━━━━━ GIVEN RECORDS ━━━━━

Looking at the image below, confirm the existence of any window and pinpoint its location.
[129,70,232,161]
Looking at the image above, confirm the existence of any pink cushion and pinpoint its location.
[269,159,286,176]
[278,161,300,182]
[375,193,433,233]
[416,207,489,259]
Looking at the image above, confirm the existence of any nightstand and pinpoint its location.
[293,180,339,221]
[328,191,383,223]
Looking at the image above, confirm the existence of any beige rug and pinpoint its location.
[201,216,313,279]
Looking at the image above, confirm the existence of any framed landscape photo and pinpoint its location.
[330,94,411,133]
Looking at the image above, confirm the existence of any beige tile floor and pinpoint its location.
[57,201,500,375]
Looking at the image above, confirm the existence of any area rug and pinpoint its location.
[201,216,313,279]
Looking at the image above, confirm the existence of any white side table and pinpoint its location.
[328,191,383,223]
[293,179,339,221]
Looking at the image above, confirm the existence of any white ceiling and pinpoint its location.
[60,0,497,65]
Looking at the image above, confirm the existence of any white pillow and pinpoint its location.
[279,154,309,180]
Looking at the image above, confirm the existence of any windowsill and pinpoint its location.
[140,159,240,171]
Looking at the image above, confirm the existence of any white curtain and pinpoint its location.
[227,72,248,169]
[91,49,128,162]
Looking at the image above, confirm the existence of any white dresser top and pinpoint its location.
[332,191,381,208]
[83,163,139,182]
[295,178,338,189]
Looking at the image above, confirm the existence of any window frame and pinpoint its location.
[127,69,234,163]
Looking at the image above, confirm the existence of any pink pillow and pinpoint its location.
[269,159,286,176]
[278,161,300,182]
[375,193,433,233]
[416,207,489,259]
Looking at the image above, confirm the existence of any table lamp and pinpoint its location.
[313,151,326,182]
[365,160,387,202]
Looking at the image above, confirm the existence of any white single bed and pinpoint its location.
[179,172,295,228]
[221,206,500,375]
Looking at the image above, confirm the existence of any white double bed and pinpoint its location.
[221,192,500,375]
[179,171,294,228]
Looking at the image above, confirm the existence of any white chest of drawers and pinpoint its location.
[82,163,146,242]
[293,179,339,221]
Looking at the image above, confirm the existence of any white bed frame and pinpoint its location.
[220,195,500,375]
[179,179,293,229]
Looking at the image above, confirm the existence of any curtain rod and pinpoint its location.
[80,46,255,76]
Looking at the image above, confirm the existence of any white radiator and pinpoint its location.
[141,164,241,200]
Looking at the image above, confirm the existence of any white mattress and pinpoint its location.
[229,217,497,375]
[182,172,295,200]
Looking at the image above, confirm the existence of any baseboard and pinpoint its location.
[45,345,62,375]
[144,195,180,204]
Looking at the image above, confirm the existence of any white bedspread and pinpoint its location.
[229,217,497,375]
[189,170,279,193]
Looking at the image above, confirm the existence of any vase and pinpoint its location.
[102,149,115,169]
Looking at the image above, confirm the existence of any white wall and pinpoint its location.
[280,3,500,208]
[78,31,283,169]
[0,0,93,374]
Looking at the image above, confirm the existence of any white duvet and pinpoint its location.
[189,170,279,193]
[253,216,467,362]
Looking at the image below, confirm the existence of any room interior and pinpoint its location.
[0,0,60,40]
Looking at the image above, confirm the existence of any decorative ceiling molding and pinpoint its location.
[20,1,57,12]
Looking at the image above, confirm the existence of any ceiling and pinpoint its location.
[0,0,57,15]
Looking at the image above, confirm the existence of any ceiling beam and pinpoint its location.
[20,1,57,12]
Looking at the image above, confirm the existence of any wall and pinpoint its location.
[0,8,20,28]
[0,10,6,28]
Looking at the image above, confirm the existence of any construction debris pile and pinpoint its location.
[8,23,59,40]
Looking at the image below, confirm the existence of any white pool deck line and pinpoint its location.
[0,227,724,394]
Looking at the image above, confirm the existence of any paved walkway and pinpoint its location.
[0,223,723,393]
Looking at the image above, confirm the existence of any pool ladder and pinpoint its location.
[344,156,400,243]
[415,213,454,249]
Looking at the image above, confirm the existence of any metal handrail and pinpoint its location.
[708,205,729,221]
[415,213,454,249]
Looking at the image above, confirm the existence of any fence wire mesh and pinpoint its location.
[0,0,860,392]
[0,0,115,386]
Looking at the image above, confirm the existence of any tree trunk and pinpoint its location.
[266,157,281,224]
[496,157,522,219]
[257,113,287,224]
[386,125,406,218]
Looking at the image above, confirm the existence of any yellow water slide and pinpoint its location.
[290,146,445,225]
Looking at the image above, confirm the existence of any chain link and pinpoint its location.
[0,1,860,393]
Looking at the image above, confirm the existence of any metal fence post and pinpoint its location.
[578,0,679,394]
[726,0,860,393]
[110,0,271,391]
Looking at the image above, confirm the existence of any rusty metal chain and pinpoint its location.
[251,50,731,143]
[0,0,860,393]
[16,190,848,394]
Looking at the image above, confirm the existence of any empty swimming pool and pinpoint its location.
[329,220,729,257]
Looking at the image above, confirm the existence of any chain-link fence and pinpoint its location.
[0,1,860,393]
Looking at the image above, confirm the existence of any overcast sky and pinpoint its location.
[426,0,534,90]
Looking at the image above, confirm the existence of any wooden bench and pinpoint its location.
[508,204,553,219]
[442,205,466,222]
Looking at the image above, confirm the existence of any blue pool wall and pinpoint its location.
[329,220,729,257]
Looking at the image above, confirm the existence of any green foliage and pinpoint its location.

━━━━━

REQUIREMENTS:
Count the lines in the stored records above that contain the string "below", and give only the number.

TASK RESPONSE:
3